WRITTEN EXERCISE: Copy out each line below that contains the word "Input".

+ + +

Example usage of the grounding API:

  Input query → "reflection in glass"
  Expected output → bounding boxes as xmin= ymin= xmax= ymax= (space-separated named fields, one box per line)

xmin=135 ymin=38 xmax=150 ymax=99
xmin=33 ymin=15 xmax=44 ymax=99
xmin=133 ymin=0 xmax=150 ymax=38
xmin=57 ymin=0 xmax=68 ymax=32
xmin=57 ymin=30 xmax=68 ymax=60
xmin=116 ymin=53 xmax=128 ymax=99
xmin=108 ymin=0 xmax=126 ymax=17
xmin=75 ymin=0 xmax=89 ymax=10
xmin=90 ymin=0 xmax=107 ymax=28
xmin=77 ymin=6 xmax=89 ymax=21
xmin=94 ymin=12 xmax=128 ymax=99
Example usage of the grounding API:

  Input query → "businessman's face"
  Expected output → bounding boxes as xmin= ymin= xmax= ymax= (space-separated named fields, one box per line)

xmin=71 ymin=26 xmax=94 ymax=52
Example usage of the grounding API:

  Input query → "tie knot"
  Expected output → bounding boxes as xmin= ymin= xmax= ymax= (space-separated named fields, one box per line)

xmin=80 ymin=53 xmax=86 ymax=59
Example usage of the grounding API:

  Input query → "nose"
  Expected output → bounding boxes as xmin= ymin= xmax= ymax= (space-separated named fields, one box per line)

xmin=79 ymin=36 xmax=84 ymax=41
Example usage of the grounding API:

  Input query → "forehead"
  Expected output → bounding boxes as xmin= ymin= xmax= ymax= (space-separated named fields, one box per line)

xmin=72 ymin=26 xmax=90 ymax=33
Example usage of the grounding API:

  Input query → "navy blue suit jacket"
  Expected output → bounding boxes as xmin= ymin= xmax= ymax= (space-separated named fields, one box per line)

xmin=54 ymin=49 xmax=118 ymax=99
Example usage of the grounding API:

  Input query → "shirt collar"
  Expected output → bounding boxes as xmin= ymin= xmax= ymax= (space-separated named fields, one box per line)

+ + +

ANSWER TO THIS EXERCISE:
  Input query → "reflection in glass"
  Input query → "businessman's face"
  Input query → "tie knot"
  Input query → "nose"
  Input query → "forehead"
  Input query → "navy blue suit jacket"
  Input query → "shirt collar"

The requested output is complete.